▶ _Instructions to follow_
From the entries that follow, copy exactly the lines beginning at the line holding "ceiling, with integer pixel coordinates." and continuing through the line holding "Query: cabinet door pull".

▶ _Input data_
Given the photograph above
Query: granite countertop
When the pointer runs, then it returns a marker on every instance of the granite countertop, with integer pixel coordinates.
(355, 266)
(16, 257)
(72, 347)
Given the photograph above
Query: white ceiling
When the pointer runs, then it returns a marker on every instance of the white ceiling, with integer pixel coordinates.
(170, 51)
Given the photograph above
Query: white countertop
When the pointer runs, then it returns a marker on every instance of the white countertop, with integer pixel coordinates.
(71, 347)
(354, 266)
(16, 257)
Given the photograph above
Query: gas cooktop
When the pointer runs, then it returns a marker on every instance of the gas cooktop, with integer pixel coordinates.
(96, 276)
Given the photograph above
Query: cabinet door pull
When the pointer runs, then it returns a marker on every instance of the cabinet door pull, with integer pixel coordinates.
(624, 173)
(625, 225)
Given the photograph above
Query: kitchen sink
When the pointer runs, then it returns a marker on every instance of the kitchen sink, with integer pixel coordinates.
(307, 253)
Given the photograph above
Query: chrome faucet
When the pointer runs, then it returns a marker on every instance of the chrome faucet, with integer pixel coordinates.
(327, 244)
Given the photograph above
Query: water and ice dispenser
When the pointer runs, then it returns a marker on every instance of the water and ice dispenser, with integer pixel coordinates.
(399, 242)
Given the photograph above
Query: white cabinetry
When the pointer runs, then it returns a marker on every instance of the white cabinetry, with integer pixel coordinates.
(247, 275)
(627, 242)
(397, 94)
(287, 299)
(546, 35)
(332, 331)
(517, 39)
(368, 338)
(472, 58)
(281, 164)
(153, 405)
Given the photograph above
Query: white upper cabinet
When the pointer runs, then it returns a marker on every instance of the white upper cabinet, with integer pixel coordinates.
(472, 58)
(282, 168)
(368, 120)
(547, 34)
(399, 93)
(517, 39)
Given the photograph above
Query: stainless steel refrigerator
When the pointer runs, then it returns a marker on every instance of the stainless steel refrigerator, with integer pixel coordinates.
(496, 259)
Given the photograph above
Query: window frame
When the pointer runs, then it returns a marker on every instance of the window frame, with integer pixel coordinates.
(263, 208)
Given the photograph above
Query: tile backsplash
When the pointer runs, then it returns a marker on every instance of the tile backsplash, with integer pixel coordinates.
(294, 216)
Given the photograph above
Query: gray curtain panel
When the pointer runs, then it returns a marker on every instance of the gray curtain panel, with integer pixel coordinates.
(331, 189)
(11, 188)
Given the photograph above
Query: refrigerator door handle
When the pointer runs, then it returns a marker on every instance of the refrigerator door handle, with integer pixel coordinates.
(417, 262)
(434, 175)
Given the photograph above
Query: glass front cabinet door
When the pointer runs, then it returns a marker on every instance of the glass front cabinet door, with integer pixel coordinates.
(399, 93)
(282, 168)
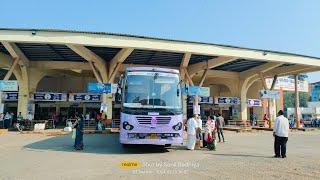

▶ _Written solution_
When the pointer runs, then it returns a marker on every instance of the white ceiling, with integer pixel coordinates.
(170, 51)
Given the photograph above
Query: white countertop
When the pointer runs, then it returns a marker on every instance of the white countertop, with integer pixel coordinates.
(71, 347)
(354, 266)
(16, 257)
Given the photograph above
Query: gas cooktop
When the pointer runs, then it returns a marker on every instance of the gas cooktop, with integer pixel coordinates.
(96, 276)
Given the photograph above
Query: cabinet door pull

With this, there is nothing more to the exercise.